▸ **WRITTEN TASK**
Pick out each line below that contains the string "wall", and copy those lines in full.

▸ **INPUT RECORDS**
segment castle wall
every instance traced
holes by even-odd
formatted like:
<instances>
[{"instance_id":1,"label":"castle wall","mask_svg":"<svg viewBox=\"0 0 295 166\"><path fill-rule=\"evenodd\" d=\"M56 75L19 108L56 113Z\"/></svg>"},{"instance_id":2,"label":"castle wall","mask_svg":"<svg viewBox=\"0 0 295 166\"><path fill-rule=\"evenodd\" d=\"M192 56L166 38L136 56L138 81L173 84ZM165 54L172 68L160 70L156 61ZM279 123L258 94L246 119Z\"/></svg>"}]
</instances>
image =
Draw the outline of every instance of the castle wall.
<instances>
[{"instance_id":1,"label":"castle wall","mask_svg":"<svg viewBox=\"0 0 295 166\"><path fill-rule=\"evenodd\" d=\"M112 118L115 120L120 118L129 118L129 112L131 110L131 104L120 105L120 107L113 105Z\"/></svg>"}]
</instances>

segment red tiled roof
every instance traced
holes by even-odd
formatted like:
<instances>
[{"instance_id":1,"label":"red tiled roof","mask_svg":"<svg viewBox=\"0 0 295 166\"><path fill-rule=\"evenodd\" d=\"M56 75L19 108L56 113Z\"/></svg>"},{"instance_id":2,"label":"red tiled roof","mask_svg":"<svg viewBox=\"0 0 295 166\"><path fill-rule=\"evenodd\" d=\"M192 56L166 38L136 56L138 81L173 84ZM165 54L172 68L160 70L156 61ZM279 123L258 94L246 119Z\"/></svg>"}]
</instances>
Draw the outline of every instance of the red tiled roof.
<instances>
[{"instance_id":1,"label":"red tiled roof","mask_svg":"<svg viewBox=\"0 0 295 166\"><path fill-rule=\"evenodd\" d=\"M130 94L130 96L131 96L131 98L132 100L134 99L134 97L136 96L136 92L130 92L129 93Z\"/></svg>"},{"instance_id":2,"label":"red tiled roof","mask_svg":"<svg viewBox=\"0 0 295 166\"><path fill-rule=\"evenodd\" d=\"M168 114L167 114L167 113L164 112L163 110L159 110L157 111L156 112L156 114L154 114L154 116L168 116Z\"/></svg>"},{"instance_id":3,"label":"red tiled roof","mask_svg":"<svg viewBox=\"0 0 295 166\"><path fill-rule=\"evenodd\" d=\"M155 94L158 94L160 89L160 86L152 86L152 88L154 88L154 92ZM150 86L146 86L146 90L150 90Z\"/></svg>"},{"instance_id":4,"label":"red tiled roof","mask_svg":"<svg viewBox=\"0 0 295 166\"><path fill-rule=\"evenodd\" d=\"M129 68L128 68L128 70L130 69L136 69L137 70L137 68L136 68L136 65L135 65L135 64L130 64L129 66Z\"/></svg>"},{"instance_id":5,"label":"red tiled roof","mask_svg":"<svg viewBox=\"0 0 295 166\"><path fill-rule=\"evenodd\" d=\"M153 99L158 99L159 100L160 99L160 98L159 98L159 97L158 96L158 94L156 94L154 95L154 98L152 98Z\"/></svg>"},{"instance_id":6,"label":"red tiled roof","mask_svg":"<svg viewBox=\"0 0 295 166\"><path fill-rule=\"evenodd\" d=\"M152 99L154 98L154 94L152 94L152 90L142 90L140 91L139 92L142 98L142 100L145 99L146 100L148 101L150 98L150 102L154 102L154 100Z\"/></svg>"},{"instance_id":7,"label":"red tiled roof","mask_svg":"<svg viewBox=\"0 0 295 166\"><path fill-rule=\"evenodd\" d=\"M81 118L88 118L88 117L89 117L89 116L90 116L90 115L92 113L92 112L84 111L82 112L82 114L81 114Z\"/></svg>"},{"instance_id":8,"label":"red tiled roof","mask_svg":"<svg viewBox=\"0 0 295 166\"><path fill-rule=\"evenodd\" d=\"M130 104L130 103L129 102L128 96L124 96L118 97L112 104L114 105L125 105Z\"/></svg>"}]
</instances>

▸ **FULL ANSWER**
segment castle wall
[{"instance_id":1,"label":"castle wall","mask_svg":"<svg viewBox=\"0 0 295 166\"><path fill-rule=\"evenodd\" d=\"M56 75L19 108L56 113Z\"/></svg>"},{"instance_id":2,"label":"castle wall","mask_svg":"<svg viewBox=\"0 0 295 166\"><path fill-rule=\"evenodd\" d=\"M192 56L166 38L136 56L138 81L173 84ZM165 54L172 68L160 70L156 61ZM279 123L258 94L246 119Z\"/></svg>"}]
Draw the outline of every instance of the castle wall.
[{"instance_id":1,"label":"castle wall","mask_svg":"<svg viewBox=\"0 0 295 166\"><path fill-rule=\"evenodd\" d=\"M112 118L115 120L120 118L129 118L129 112L131 110L131 104L120 105L120 107L113 105Z\"/></svg>"}]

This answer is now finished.